■ **EXERCISE GOAL**
Once you find the line containing "Query: bus logo" in the data below, copy it and each following line exactly, up to and including the line containing "rear wheel and", and nothing else.

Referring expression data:
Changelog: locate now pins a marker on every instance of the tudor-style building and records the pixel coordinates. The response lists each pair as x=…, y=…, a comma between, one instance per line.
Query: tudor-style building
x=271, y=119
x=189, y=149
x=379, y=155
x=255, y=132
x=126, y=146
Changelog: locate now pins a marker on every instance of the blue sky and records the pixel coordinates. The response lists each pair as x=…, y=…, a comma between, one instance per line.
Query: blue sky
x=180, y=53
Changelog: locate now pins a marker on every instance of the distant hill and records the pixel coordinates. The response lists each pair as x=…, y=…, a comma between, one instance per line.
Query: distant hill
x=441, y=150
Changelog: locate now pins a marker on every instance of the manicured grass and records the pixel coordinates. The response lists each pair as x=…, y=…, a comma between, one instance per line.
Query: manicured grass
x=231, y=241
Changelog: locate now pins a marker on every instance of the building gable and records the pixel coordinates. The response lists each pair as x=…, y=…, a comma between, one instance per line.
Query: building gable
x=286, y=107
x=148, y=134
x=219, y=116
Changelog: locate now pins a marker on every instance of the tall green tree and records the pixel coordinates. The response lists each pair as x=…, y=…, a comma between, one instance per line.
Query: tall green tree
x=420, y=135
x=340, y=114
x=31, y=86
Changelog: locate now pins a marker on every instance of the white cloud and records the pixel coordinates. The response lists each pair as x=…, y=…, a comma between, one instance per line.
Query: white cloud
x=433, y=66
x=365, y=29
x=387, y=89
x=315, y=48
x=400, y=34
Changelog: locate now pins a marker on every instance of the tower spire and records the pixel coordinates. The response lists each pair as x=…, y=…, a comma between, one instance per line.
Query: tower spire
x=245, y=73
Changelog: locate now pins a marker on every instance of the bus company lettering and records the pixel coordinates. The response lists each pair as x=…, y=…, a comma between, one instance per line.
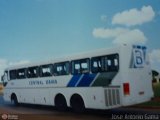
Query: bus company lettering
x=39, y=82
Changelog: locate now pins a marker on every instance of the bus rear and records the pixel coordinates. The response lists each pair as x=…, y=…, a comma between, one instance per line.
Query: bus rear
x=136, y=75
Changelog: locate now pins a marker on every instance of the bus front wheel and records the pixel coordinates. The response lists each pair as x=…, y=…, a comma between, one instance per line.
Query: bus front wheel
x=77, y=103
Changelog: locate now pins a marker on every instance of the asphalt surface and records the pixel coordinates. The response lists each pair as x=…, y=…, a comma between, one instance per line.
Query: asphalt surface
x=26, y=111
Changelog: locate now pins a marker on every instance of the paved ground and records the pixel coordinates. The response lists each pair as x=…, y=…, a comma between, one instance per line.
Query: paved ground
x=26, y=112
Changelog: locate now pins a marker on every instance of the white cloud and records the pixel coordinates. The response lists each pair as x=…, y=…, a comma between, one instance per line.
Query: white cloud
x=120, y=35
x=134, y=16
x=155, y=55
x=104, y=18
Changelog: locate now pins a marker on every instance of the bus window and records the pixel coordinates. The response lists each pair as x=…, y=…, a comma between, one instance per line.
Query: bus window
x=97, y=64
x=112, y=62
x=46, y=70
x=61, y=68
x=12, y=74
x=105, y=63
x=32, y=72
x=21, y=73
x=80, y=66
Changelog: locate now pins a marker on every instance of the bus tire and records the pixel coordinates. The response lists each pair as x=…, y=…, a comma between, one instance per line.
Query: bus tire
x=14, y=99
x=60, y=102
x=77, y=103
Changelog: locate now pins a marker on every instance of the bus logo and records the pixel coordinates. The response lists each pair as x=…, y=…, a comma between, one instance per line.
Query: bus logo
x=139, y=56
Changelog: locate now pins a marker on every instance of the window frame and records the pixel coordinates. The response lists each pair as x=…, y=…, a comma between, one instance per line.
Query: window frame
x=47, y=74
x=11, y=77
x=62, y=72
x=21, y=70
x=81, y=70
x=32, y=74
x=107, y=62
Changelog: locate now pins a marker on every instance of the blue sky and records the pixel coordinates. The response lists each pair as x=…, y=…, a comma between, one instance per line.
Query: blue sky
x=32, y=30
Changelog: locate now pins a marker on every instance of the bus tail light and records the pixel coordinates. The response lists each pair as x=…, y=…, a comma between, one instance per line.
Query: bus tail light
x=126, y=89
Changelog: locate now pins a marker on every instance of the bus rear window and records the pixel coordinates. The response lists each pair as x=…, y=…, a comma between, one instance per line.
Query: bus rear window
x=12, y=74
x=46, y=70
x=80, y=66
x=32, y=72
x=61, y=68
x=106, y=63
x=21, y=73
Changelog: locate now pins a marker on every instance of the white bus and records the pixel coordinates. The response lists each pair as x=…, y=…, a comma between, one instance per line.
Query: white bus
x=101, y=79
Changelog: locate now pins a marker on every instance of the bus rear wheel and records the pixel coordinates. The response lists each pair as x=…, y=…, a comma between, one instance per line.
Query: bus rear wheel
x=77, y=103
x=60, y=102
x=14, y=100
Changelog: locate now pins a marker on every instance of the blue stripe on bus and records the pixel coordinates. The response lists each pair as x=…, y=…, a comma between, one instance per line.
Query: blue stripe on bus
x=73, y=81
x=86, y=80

---

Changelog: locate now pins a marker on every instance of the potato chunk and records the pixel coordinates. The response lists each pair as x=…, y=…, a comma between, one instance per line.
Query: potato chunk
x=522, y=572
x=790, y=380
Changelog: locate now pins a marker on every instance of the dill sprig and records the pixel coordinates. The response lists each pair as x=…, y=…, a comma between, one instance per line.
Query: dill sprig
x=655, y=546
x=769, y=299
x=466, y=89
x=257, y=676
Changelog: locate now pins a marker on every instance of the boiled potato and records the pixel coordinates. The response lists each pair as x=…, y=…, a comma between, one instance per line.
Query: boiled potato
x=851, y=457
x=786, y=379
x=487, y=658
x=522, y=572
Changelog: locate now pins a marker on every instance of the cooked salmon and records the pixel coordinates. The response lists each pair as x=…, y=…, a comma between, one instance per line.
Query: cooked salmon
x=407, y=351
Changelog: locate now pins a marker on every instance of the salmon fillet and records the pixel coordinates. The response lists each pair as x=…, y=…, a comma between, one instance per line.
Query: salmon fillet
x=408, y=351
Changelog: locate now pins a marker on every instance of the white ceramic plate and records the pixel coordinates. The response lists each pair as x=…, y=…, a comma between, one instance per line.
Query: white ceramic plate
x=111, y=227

■ **OUTPUT BELOW**
Query: bus logo
x=139, y=56
Changelog: locate now pins a marker on every instance of the window frame and records the pixel coordinates. The response lists each pair as x=…, y=…, a comma between, one instance per line.
Query: window frame
x=47, y=74
x=11, y=77
x=62, y=72
x=21, y=70
x=81, y=70
x=32, y=74
x=107, y=62
Changelog: locate now pins a marker on every instance of the blue sky and records the pixel coordinates. The response lists each pair as x=…, y=…, a comma between, one instance per line.
Query: blue sky
x=32, y=30
Changelog: locate now pins a marker on every instance of the bus tail light and records the pixel coordinates. The response lists each pair as x=…, y=…, a comma between, one instance per line.
Query: bus tail light
x=126, y=89
Changelog: locate now pins a marker on every instance of the bus rear window and records the pixel coordinates. The response lists each pair as x=…, y=…, a comma between, one instance per line.
Query: bus rear window
x=12, y=74
x=46, y=70
x=80, y=66
x=32, y=72
x=61, y=68
x=106, y=63
x=21, y=73
Changelog: locate now pins a marker on every instance of the white bus and records the pixel coordinates. The response lists each pair as x=…, y=…, a comma between, one instance per line.
Query: white bus
x=101, y=79
Changelog: locate now pins a marker on every instance of the bus rear wheel and records the pixel coordinates. The response lists each pair as x=…, y=…, a comma between, one instance per line.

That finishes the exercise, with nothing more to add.